_Prompt 1:_
Please copy, word for word, the part of the Indiana Jones script post starting at "wow, thanks for" and ending at "El Gigante said...".
_Prompt 2:_
In the Indiana Jones script post, who shows up at the wedding with bear hugs?
_Prompt 3:_
Mark each statement below yes or no according to the Indiana Jones script post, and quote the words that decide it. (a) The movie in the script ends with a wedding. (b) The commenter mentions a wait of 20 years. (c) The author advises against the movie.

_Passage for review:_

##########

The movie ends with the wedding where Sallah shows up with some bear hugs and Henry Senior gets to drunkenly croon some Sinatra (oh I would've paid a hundred buck to see that). It's an Indiana Jones movie I would recommend without reservation instead of just kind of scrunch up and get angry about. Do you have specific questions or thoughts on the script if you've read it yourself? If so, please ask away in the comments.


Anonymous said...

wow, thanks for that post. reading the plot summary almost made me feel like i saw another indy movie. i really wish that a more satisfying story, like the draft you read, had come out. has spielberg and lucas just lost touch with what makes a good adventure film? i dont know why they settled for what they did. its like they just wanted to make an indy movie and get it over with, but if you waited 20 years already, why not make it spectacular?

El Gigante said...

##########

_Supplied material:_
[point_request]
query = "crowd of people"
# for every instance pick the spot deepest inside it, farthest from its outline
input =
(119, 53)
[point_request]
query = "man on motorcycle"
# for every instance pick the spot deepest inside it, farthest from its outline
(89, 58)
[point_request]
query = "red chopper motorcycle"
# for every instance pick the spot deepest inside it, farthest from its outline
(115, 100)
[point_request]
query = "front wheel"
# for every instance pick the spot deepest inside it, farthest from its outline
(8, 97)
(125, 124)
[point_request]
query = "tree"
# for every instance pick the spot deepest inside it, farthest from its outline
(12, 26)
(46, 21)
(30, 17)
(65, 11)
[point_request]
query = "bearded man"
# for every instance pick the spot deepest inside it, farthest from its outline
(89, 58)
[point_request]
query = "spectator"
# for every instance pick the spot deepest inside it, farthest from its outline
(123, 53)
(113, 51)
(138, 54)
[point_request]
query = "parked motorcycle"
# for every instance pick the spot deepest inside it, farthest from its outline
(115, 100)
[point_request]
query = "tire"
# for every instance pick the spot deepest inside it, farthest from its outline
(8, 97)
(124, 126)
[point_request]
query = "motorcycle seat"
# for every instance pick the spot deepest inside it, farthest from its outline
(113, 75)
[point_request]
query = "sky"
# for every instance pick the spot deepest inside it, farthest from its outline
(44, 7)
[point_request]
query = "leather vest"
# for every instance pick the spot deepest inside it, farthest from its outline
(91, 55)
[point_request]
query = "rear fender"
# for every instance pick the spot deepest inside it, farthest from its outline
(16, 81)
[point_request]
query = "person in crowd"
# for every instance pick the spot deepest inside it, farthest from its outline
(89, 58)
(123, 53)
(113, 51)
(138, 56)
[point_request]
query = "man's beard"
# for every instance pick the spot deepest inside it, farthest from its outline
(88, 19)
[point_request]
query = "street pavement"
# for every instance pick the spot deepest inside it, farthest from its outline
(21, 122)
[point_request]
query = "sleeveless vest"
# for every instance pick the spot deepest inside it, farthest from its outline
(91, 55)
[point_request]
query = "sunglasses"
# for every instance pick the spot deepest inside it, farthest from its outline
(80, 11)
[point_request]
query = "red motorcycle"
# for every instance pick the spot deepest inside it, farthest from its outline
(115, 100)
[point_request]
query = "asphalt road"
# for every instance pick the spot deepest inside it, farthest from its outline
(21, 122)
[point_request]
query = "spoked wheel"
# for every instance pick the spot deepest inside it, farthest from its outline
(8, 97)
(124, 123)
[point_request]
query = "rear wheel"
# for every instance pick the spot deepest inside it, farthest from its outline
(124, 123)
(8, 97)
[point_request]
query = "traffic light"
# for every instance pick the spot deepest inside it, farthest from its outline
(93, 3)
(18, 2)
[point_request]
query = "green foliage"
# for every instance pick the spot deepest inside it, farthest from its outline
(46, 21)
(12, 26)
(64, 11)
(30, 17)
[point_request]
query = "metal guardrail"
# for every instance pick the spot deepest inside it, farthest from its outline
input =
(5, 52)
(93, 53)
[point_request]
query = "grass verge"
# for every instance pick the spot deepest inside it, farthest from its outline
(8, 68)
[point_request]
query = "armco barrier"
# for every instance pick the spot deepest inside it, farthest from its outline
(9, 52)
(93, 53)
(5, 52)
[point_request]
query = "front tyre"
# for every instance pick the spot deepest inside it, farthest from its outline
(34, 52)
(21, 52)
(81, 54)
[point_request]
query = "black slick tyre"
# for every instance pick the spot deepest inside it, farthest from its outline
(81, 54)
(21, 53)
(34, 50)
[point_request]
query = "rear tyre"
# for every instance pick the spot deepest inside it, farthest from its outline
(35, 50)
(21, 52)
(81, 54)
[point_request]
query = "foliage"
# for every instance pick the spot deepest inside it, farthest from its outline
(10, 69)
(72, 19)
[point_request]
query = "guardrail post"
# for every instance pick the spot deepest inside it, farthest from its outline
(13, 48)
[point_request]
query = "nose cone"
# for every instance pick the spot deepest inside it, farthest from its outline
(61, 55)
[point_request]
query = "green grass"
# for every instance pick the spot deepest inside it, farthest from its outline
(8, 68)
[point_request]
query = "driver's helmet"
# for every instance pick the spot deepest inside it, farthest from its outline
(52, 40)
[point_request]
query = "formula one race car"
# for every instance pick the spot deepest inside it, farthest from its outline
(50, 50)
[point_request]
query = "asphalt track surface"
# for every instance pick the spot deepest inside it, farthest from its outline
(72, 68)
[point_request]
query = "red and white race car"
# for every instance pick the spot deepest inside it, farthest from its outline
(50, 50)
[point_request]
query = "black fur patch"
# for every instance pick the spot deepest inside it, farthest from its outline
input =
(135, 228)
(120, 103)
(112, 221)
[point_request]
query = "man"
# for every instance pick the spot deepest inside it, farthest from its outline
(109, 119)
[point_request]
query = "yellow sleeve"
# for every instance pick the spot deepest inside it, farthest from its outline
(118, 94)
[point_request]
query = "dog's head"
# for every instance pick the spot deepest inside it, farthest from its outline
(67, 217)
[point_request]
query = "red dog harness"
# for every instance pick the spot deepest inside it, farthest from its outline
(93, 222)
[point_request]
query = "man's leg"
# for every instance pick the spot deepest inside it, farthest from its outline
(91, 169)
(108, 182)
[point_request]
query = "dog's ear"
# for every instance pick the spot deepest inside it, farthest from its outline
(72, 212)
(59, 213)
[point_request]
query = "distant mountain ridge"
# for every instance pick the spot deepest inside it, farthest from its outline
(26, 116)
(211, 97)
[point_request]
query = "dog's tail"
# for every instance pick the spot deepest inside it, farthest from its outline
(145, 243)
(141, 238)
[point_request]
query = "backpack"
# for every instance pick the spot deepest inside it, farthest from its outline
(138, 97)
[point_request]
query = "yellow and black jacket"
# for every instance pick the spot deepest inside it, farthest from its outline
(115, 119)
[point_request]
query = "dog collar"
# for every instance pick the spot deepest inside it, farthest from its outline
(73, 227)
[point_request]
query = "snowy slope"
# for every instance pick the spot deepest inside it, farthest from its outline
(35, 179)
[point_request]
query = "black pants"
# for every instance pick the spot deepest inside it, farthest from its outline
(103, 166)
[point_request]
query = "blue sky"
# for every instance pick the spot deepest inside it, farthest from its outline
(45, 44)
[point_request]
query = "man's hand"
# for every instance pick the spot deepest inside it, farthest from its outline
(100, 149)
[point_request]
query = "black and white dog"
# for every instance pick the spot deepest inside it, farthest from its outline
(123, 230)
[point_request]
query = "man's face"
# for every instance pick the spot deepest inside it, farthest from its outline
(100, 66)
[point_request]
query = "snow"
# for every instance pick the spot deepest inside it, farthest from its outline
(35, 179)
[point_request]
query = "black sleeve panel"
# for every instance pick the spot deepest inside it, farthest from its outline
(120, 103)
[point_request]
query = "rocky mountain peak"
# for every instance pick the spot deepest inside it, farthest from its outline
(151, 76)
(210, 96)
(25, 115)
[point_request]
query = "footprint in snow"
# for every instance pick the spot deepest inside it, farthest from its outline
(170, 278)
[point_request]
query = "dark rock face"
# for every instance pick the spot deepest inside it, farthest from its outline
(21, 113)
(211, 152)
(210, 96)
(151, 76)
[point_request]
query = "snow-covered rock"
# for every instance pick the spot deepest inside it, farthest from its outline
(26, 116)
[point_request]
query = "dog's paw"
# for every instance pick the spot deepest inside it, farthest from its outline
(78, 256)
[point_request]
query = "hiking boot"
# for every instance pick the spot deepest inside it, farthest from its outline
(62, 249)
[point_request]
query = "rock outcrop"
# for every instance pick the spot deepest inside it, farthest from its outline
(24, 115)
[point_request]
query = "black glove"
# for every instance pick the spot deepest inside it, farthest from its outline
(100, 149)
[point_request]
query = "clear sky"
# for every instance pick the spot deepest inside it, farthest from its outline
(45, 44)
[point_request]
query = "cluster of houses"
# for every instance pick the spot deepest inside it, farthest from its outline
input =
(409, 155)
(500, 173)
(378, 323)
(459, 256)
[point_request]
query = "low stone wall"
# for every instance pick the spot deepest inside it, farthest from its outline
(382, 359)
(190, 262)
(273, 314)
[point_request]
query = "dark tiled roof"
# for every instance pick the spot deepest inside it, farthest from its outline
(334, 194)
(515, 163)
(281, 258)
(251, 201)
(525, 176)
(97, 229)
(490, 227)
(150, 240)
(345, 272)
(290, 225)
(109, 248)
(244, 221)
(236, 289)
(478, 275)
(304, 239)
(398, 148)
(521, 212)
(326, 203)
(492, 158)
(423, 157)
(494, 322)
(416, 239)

##########

_Task solution 1:_
wow, thanks for that post. reading the plot summary almost made me feel like i saw another indy movie. i really wish that a more satisfying story, like the draft you read, had come out. has spielberg and lucas just lost touch with what makes a good adventure film? i dont know why they settled for what they did. its like they just wanted to make an indy movie and get it over with, but if you waited 20 years already, why not make it spectacular?

El Gigante said...

_Task solution 2:_
Sallah.

_Task solution 3:_
(a) Yes: "The movie ends with the wedding"
(b) Yes: "if you waited 20 years already"
(c) No: "It's an Indiana Jones movie I would recommend without reservation"